Source extract
----

Saturday, December 1, 2007

Grown-up Mac & Cheese

I had a chunk of ever-so-stinky old raclette in my fridge, some leftover heavy cream from my pumpkin pie expedition, and some mushrooms that were really needing use. And, I had some leftover roasted acorn squash. And, I'd been craving something creamy and starchy, since the snow is currently dumping all over the Midwest. And, since necessity is the mother of invention . . . I created my new invention, something I'll try freezing and thus may be eating for several weeks: Grown-up Macaroni and Cheese. All I can say is, Yum. It may sound kind of odd, but man it's rich and delicious, without being very cheesey.

Grown-up Macaroni and Cheese

  • 1 pound elbow macaroni, cooked (with ample salt in the water) and drained
  • 1 chunk raclette, trimmed of rind and chopped into small pieces
  • Small amount of creamy blue cheese (I used a little hunk of leftover cambozola), cut into small pieces
  • some heavy cream (about 3 Tablespoons)
  • some butter (about 3 Tablespoons)
  • 3 zucchini squash, thinly sliced in half-circle shapes
  • 1 acorn squash, roasted
  • 1 bunch of broccoli, steamed, drained, then chopped into small pieces
  • 3/4 pound mushrooms, thinly sliced
  • meat from 1 Amish rotisserie chicken, chopped into small pieces (omit for vegetarians)
  • salt
  • pepper
  • a little olive oil

  1. When the pasta is finished, empty out the pot and put it back on the burner over low heat.
  2. Put the butter in the bottom of the pot, pour in the cream, and add the cheese, stirring frequently to prevent any scorching or other troubles.

----

Material provided
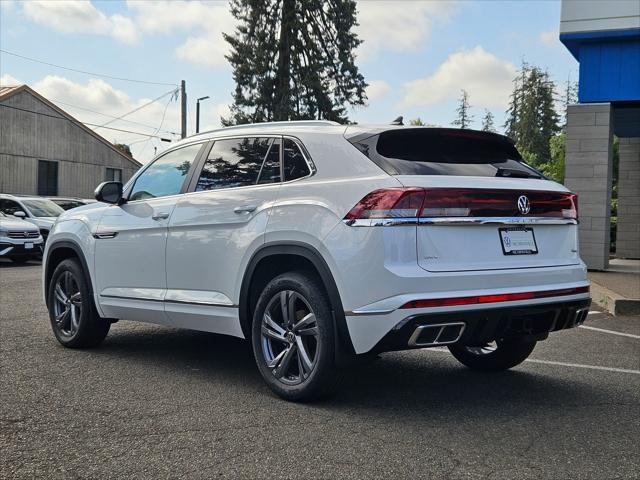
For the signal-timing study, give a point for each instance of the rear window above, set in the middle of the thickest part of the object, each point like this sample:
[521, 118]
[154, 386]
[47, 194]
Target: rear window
[445, 152]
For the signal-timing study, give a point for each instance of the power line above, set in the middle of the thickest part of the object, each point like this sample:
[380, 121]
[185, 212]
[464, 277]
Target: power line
[139, 108]
[84, 123]
[110, 116]
[86, 72]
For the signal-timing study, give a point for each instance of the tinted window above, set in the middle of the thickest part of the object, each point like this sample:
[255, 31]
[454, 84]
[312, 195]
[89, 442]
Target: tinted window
[270, 172]
[42, 208]
[10, 207]
[166, 175]
[233, 163]
[294, 164]
[445, 152]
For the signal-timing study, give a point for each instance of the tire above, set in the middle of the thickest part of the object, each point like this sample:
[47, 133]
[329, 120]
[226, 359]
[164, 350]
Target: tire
[69, 291]
[294, 347]
[505, 354]
[19, 260]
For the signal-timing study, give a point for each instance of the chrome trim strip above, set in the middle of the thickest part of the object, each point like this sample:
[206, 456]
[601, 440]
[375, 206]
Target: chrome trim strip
[447, 221]
[105, 235]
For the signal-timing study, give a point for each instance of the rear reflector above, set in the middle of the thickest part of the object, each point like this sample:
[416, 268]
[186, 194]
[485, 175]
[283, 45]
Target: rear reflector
[414, 202]
[505, 297]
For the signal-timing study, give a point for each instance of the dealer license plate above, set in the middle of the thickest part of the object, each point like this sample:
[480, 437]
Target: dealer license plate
[518, 241]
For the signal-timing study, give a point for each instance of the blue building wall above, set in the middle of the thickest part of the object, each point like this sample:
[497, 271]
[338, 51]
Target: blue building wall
[609, 65]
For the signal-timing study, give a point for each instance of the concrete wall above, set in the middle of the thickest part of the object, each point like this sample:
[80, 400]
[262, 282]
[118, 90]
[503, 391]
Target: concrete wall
[588, 173]
[628, 233]
[26, 137]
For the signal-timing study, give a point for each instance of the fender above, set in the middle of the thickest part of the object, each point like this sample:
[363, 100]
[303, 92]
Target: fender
[56, 245]
[343, 340]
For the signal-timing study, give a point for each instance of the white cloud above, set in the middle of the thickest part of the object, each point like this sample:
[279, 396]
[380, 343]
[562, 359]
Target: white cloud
[550, 38]
[7, 80]
[204, 21]
[397, 25]
[484, 76]
[99, 96]
[378, 89]
[69, 16]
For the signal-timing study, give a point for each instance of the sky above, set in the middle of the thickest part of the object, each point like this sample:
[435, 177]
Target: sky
[416, 56]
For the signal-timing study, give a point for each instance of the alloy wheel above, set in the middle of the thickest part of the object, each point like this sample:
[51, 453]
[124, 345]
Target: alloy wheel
[67, 305]
[290, 337]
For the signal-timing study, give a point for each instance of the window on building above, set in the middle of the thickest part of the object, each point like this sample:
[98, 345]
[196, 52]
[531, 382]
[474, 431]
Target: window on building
[233, 163]
[166, 175]
[294, 164]
[114, 175]
[47, 178]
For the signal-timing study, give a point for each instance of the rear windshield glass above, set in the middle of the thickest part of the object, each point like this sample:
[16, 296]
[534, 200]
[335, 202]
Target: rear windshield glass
[445, 152]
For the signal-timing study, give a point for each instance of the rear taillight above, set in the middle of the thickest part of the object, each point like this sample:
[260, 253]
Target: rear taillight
[414, 202]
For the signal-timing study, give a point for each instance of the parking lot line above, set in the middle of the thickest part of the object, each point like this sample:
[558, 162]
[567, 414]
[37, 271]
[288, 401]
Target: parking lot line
[579, 365]
[610, 331]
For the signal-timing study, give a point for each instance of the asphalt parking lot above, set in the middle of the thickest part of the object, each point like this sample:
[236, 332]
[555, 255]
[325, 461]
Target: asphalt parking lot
[155, 402]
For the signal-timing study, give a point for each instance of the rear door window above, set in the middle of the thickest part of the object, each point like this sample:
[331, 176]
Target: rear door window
[445, 152]
[234, 163]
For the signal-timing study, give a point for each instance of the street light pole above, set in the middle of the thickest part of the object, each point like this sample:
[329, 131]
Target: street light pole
[198, 113]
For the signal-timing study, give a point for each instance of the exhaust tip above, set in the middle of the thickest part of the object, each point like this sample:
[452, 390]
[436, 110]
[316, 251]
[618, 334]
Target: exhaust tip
[437, 334]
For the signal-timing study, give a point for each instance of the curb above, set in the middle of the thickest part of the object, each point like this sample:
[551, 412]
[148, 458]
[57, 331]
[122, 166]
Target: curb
[613, 302]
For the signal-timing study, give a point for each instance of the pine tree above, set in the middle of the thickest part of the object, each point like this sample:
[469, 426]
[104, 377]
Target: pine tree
[294, 60]
[531, 117]
[464, 115]
[487, 122]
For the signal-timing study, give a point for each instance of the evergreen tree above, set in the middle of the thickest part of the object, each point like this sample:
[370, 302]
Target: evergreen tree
[294, 60]
[487, 122]
[464, 115]
[531, 117]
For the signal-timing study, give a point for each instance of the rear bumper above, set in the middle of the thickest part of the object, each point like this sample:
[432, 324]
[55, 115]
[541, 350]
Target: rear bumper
[478, 327]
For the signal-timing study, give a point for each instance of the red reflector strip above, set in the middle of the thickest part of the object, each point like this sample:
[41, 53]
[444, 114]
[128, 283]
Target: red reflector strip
[505, 297]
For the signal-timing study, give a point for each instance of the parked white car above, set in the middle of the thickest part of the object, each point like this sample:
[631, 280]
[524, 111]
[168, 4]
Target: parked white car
[321, 242]
[39, 211]
[20, 241]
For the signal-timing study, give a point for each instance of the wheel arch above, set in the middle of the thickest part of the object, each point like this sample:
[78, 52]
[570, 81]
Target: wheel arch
[58, 252]
[303, 256]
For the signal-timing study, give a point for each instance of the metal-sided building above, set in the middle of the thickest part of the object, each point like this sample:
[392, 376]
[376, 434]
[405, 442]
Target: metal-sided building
[605, 38]
[45, 151]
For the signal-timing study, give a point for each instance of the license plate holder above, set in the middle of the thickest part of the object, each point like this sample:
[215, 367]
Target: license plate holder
[518, 241]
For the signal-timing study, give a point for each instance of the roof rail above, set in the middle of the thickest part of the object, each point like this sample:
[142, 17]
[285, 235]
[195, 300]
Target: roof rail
[302, 123]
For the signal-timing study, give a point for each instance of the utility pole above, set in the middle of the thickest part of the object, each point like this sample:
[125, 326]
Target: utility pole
[198, 113]
[183, 98]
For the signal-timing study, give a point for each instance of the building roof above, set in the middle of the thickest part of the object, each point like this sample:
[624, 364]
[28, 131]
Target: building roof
[9, 91]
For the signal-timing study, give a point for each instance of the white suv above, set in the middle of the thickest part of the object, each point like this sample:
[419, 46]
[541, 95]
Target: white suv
[321, 242]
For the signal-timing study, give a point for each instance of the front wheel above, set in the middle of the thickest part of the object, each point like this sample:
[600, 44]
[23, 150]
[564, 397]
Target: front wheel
[293, 338]
[495, 356]
[73, 315]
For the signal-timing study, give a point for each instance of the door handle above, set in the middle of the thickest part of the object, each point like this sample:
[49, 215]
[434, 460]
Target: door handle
[160, 216]
[245, 209]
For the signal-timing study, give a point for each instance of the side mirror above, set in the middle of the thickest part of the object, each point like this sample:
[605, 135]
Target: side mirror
[109, 192]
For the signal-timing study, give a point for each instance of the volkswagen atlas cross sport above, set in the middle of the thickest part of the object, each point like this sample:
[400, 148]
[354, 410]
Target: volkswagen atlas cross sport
[320, 243]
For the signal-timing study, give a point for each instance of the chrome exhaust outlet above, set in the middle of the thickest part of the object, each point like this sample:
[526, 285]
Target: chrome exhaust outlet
[437, 334]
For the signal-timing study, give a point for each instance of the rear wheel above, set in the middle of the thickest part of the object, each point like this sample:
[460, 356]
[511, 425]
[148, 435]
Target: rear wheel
[495, 356]
[293, 338]
[73, 315]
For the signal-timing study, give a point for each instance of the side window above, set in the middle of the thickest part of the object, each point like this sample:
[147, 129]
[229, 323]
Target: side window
[233, 163]
[270, 172]
[10, 207]
[166, 175]
[294, 164]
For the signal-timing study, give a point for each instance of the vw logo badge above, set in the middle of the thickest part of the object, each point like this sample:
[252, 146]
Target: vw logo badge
[523, 204]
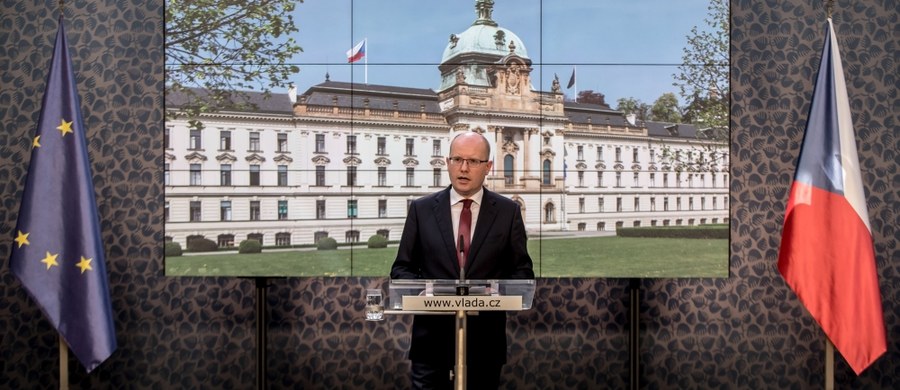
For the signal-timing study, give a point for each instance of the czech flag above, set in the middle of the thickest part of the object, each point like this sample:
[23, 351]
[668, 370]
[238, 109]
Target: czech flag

----

Instruction
In the mac and cheese recipe above, how much heavy cream does the ingredient list call for?

Task answer
About 3 tablespoons.